# [EXTRACTED RECORDS]
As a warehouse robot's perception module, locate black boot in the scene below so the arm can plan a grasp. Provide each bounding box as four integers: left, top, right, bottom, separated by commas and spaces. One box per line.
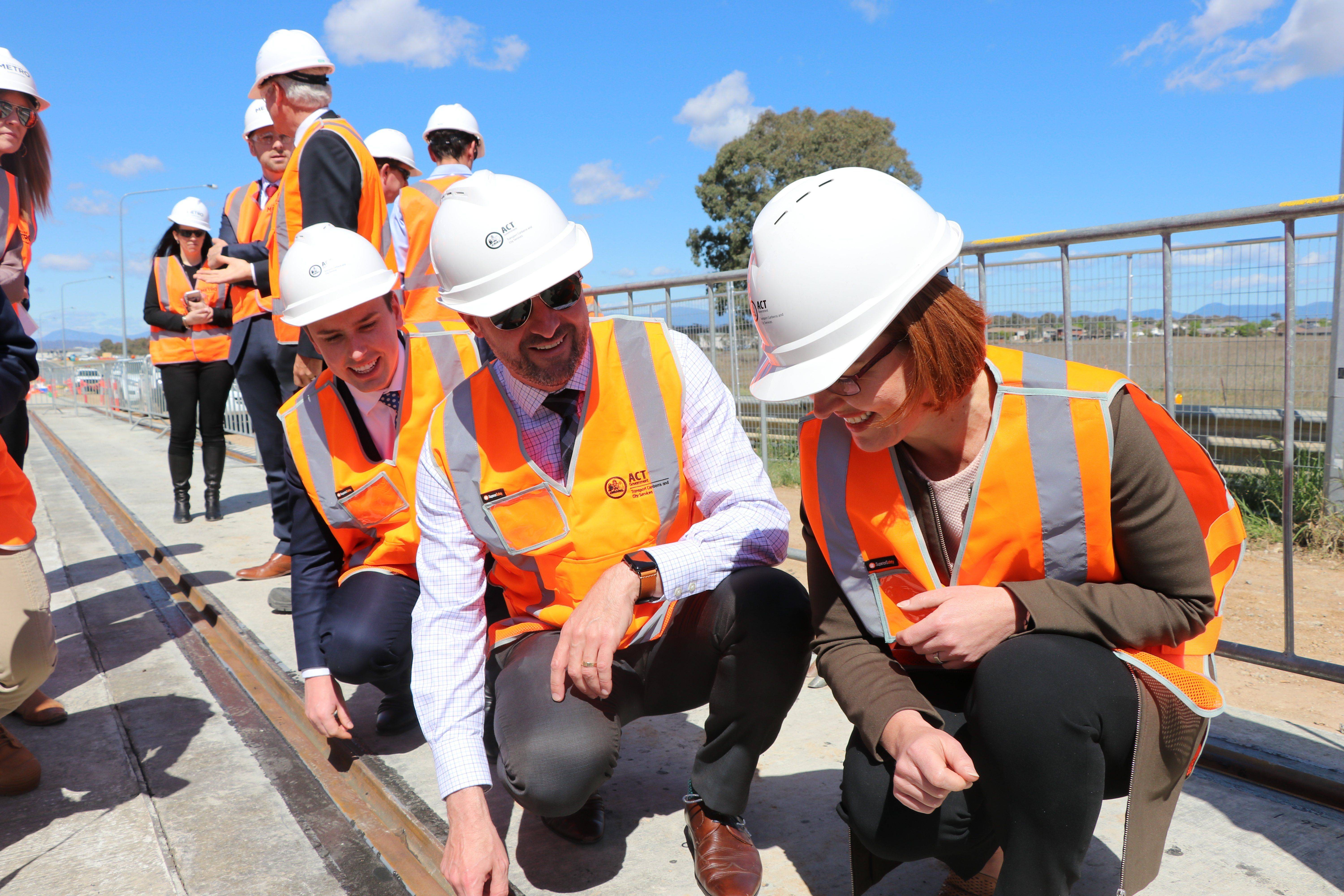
200, 442, 224, 523
168, 454, 191, 523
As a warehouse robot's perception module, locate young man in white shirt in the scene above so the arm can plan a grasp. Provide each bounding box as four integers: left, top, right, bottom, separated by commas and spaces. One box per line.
413, 172, 810, 896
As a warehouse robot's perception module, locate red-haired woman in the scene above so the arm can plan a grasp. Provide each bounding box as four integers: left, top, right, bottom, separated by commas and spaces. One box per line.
749, 168, 1245, 896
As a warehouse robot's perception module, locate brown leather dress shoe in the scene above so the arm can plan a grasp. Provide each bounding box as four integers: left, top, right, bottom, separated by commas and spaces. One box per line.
683, 797, 761, 896
0, 725, 42, 797
234, 554, 289, 580
542, 794, 606, 845
13, 690, 70, 725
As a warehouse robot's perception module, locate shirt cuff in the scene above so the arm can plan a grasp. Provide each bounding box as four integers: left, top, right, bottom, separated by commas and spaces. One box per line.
431, 737, 495, 799
645, 541, 722, 601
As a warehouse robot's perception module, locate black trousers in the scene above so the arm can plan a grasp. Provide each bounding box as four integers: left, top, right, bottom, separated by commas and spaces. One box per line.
0, 402, 28, 470
319, 570, 419, 693
159, 361, 234, 457
234, 318, 297, 556
839, 634, 1138, 896
493, 567, 812, 817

# [DO THIS]
Arrange every line of the items above as a Markdown table with two columns, Row and Line, numbering each row and skipping blank lines. Leave the pictures out of the table.

# [WORKED ANSWER]
| Row | Line |
|---|---|
| 1 | As a warehouse robot's perception module, locate black boot in the scene below so the arm can plan a grasp. Provide each bounding box as four integers: left, top, right, bottom, separated by commas and spaces. One box per line. |
| 2 | 200, 442, 224, 523 |
| 3 | 168, 454, 191, 523 |
| 4 | As a warehouse robot's perception module, locate young man in white shirt in the scene above so the arm can plan a grasp. Provide each bounding box as four integers: left, top, right, bottom, separated by commas and spaces. One box per line. |
| 5 | 413, 172, 810, 896 |
| 6 | As a warehouse robot's perception module, locate red-haired woman in the scene above so the arm can plan a grasp. Provide each bounding box as four integers: left, top, right, bottom, separated by commas and spaces. One box per line. |
| 7 | 749, 168, 1245, 896 |
| 8 | As a warehouse robot's perception module, locate brown leather dress shoe in the scene above so the arm can plan a grasp. Provide each bounding box as four integers: left, top, right, bottom, separated by commas and spaces. One box per line. |
| 9 | 683, 797, 761, 896 |
| 10 | 0, 725, 42, 797 |
| 11 | 234, 554, 289, 580 |
| 12 | 542, 794, 606, 845 |
| 13 | 13, 690, 70, 725 |
| 14 | As a warehouse robot's perception module, locate shirt cuff in the scene above so the arm can plan a grasp. Provide each bounding box as four integers: left, top, right, bottom, separated by commas and spaces. One box per line. |
| 15 | 431, 737, 495, 799 |
| 16 | 645, 541, 722, 601 |
| 17 | As a warehouse robot's perception module, locate black trousers in the scene above so the arm can plan a grasp. Provide each bounding box as four integers: left, top, right, bottom, separated by commas and spaces. One box per line. |
| 18 | 0, 402, 28, 470 |
| 19 | 319, 570, 419, 693 |
| 20 | 159, 361, 234, 457 |
| 21 | 234, 318, 297, 556 |
| 22 | 839, 634, 1138, 896 |
| 23 | 493, 567, 812, 817 |